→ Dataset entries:
▶

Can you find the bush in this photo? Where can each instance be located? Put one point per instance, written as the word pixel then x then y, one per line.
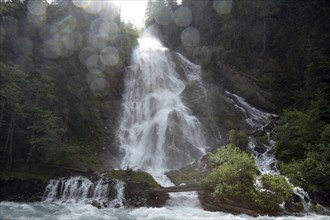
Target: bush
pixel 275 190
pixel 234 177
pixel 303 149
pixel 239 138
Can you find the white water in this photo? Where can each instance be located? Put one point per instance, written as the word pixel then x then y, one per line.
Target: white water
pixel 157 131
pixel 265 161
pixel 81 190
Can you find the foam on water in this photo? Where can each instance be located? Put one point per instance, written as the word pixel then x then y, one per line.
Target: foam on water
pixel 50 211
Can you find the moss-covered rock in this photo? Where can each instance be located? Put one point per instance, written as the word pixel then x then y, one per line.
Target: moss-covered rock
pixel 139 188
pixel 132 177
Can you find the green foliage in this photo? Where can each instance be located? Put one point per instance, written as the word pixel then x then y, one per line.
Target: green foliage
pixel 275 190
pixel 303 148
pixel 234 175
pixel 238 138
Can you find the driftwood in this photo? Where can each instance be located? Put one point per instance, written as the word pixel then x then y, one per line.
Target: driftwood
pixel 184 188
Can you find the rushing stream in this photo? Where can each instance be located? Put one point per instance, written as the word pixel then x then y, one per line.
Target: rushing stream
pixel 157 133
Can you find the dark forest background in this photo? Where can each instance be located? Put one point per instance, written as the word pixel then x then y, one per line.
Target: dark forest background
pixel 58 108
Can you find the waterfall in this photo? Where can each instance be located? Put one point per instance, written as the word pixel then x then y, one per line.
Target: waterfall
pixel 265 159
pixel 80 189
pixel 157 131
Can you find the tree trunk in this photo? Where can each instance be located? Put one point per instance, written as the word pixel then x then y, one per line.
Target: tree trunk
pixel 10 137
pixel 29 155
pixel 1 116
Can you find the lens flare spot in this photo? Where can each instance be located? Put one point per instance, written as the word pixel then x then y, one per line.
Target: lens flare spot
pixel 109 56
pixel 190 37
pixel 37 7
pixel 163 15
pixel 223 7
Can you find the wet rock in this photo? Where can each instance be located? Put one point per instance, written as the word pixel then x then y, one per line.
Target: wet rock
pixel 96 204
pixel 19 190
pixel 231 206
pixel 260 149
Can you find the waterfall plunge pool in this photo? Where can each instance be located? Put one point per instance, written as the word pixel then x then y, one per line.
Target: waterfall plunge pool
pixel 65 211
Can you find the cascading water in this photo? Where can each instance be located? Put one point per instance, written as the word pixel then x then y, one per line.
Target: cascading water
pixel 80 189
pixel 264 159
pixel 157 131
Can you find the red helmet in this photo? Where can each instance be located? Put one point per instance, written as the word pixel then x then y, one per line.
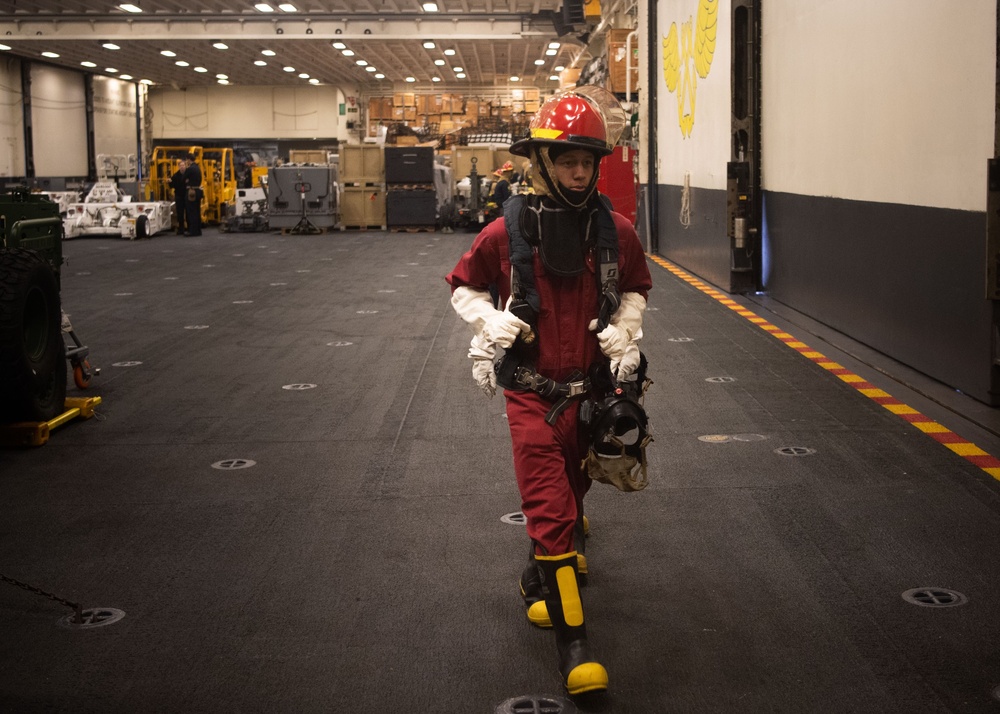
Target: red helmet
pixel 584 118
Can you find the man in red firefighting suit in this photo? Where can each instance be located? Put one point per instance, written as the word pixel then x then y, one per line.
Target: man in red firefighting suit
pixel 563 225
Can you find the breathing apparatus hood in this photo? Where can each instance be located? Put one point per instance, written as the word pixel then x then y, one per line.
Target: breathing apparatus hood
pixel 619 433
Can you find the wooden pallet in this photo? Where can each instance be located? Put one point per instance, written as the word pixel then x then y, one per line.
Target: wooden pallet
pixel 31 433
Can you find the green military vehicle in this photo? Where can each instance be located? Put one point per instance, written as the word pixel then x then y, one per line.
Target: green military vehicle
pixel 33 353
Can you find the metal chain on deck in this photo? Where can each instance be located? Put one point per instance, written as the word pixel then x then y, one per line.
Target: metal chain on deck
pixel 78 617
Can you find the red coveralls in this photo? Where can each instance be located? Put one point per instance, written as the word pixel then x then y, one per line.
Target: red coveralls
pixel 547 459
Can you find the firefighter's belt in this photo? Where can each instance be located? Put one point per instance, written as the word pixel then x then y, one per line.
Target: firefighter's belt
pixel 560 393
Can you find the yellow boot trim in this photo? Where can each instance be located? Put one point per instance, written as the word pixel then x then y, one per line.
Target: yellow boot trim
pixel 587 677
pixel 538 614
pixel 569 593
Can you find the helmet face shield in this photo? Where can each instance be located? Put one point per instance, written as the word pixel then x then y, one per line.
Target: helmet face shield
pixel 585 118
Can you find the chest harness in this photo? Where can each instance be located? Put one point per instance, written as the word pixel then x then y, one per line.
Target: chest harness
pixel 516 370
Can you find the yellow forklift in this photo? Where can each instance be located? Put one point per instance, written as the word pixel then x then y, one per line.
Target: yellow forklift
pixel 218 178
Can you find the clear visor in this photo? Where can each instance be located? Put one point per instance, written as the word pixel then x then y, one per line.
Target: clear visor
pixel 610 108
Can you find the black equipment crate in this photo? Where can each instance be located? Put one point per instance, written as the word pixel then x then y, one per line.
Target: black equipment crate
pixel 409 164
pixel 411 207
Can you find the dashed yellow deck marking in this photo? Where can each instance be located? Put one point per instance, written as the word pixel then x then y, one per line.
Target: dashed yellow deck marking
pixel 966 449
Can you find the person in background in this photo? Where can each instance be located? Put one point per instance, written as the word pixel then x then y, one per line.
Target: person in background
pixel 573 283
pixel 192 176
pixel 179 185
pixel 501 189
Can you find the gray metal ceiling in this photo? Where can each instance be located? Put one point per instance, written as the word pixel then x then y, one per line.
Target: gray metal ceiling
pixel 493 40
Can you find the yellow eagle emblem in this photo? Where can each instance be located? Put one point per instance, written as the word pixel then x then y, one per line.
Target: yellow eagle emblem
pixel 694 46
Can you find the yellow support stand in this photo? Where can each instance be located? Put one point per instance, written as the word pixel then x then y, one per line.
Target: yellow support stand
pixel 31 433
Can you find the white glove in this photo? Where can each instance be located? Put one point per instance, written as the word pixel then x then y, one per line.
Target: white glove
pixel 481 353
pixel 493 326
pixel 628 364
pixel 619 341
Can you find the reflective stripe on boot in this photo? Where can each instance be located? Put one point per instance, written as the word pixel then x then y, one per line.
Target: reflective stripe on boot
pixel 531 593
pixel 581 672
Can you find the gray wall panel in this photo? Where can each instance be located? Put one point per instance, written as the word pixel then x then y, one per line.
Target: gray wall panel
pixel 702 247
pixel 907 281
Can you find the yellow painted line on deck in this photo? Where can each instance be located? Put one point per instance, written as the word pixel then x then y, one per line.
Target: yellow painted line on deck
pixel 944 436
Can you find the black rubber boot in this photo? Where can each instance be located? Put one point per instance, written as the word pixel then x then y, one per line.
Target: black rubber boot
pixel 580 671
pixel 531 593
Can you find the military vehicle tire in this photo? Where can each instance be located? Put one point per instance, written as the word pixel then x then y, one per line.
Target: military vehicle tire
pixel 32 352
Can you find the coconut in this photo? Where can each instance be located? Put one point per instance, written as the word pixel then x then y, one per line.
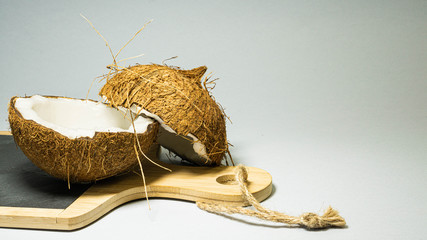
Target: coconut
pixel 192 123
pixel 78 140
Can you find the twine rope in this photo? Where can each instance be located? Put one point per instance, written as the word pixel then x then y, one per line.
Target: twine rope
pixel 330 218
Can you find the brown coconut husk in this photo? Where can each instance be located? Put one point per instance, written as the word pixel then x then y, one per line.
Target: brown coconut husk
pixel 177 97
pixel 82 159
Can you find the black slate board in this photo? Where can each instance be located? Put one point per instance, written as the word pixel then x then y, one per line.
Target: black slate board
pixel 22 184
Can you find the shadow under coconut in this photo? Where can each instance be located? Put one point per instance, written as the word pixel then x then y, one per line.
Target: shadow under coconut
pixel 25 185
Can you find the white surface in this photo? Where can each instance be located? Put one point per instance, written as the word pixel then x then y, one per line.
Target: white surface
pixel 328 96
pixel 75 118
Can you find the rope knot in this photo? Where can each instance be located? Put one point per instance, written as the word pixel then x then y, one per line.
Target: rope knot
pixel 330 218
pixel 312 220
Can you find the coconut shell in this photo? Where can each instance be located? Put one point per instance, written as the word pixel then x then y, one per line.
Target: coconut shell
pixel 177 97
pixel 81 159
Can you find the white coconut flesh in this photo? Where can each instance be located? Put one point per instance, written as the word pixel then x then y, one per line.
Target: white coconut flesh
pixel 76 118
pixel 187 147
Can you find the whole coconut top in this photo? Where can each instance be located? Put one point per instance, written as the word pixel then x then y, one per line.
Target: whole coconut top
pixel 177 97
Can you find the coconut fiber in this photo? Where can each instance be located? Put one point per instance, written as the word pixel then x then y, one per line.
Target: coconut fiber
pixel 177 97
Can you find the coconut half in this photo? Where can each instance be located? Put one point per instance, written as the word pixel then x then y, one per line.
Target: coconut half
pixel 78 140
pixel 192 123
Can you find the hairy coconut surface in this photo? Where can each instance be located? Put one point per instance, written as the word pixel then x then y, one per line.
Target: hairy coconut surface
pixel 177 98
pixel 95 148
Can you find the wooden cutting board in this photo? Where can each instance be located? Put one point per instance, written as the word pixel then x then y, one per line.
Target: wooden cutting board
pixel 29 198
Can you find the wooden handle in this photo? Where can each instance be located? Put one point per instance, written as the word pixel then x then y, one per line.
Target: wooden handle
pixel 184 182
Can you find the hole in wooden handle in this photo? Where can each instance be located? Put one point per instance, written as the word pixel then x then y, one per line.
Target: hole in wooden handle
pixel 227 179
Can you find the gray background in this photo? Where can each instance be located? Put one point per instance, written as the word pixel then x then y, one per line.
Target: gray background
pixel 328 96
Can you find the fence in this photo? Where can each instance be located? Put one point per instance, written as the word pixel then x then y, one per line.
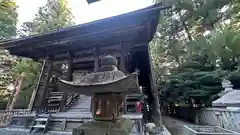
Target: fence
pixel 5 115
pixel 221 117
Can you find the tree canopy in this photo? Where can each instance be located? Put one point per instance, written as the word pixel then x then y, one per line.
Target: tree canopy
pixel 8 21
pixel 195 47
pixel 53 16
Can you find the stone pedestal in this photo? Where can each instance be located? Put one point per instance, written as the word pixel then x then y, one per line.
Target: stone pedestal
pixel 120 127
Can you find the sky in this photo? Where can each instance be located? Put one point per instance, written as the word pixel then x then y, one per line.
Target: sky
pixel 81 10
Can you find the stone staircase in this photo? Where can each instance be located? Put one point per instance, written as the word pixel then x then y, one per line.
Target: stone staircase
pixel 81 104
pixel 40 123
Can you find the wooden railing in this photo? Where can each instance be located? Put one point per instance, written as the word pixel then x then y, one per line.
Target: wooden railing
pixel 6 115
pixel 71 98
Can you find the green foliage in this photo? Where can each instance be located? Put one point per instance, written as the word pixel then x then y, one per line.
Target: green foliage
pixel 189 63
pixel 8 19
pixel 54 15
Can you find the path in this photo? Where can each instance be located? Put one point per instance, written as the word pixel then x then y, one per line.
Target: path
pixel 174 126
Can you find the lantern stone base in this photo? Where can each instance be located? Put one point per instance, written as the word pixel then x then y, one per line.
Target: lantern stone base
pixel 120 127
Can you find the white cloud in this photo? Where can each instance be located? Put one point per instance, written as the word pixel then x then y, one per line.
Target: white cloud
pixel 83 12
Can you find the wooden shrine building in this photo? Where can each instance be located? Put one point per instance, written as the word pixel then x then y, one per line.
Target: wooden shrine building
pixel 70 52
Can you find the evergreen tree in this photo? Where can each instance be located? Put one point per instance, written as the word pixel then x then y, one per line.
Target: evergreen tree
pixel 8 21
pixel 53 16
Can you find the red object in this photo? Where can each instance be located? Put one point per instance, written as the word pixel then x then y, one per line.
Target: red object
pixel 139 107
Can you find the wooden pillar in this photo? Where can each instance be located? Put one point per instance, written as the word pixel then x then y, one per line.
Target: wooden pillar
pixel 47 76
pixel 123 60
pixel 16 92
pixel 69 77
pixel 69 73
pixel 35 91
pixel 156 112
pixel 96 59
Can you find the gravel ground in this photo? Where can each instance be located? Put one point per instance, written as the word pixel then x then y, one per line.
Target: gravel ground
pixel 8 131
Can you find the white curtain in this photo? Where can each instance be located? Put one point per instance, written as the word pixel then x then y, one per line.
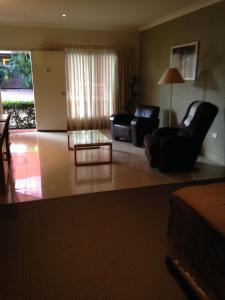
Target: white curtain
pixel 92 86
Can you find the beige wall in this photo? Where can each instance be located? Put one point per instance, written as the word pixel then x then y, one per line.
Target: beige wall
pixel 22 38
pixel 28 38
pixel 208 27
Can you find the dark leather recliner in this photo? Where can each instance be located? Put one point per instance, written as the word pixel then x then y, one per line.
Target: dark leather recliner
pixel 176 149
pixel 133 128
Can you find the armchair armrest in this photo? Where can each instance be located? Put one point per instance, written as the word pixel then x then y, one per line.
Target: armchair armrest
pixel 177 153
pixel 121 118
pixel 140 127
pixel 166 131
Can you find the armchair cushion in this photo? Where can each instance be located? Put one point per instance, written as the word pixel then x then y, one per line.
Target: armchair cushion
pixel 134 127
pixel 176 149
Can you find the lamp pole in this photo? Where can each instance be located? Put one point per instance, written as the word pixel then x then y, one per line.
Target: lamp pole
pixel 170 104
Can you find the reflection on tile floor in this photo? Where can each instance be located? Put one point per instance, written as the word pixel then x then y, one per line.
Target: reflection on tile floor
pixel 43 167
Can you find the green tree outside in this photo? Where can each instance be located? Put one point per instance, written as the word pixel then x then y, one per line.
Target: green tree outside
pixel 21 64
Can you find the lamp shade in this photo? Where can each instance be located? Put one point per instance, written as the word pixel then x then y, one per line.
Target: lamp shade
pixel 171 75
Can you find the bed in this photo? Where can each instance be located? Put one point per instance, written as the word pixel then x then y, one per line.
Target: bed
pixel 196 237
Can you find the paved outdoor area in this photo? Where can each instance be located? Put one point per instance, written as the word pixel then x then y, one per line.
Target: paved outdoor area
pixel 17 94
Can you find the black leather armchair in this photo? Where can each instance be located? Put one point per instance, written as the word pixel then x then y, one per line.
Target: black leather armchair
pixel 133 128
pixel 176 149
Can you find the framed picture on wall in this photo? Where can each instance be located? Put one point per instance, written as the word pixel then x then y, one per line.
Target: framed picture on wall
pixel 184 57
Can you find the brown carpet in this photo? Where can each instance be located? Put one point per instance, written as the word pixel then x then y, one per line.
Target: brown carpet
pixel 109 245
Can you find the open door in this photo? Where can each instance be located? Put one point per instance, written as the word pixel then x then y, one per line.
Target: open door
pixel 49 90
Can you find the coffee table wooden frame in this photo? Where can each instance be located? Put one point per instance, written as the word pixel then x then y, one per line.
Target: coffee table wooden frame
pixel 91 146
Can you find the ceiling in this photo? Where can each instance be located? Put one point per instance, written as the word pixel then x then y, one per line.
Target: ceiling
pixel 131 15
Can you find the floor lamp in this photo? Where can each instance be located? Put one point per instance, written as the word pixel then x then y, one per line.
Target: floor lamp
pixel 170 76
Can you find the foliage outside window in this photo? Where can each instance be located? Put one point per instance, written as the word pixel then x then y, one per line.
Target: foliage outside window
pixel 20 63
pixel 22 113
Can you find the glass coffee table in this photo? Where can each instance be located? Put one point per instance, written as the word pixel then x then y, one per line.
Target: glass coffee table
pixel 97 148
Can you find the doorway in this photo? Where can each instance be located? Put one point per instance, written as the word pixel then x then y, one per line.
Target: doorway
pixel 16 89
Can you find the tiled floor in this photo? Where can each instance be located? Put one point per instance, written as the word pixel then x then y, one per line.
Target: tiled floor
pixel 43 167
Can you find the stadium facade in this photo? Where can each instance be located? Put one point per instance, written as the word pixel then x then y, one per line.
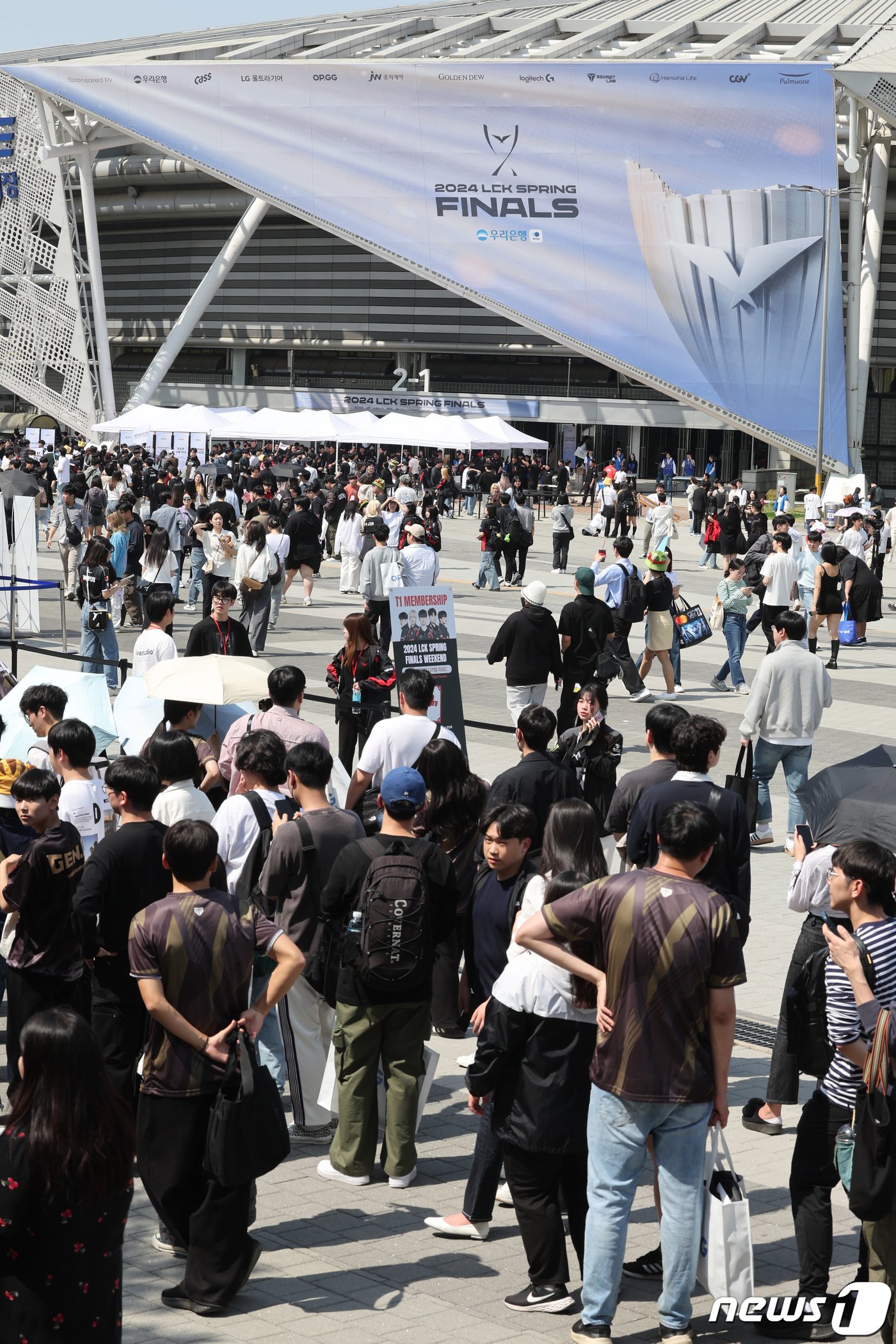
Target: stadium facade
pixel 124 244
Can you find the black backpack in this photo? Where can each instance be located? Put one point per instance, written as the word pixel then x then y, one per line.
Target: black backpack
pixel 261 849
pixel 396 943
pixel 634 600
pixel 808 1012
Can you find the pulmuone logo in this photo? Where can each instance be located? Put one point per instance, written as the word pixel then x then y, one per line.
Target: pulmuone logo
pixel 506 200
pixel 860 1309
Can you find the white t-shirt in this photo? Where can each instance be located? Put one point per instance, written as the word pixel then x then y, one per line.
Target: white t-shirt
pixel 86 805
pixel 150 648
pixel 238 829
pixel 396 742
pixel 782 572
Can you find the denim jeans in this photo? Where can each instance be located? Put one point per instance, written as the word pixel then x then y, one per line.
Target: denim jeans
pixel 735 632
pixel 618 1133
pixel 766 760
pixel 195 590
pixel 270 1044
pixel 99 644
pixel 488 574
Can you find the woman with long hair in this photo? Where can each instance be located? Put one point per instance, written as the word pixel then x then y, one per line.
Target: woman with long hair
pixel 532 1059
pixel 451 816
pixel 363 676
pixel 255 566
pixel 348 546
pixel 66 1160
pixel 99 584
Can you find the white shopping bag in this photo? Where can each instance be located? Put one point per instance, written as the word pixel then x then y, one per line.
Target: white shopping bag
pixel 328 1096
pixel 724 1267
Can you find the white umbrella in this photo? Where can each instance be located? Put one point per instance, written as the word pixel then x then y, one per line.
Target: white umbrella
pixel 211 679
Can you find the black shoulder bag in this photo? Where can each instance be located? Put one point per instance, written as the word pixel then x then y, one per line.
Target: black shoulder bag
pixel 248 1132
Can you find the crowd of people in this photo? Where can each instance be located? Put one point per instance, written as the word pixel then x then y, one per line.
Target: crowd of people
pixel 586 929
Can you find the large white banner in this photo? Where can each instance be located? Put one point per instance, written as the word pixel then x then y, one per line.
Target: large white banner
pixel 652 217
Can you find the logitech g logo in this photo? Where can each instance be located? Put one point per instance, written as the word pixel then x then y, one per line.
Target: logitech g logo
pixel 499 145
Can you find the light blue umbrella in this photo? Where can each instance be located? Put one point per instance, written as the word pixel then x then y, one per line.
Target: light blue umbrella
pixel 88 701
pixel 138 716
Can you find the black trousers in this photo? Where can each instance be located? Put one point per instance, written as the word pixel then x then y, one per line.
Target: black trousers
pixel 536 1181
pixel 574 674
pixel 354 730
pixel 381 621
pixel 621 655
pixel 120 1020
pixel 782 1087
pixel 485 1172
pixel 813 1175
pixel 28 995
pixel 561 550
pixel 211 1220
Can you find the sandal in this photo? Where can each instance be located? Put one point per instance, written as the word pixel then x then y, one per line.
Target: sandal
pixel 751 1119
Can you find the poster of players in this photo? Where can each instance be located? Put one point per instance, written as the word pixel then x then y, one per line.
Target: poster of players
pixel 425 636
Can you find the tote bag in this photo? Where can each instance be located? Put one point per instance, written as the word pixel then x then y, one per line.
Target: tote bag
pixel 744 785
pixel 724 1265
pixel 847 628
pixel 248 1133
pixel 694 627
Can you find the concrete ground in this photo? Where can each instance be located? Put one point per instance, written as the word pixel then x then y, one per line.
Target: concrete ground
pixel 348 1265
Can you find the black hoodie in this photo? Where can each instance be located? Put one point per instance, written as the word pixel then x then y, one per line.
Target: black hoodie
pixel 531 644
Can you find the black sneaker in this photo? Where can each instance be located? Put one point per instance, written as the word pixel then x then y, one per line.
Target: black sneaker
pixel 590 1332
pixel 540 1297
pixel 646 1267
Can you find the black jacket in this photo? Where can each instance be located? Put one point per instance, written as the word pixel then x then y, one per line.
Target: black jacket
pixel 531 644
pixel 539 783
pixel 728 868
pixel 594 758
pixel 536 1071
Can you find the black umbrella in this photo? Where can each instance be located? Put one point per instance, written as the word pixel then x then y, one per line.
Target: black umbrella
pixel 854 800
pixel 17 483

◀

→ TASK DIRECTIONS:
The lines above from the one containing "Target: helmet face shield" through the one containing "Can you find the yellow forklift" are to be set down exactly, and no others.

→ ANSWER BOX:
Target: helmet face shield
pixel 585 118
Can you find the chest harness in this photo? Where can each instance be located? Put one point per instance, written as the word pixel then x then y, one per line.
Target: chest harness
pixel 516 370
Can you find the yellow forklift in this photo? Where can each instance be located? Put one point per instance, written as the word pixel then x then y, one per line.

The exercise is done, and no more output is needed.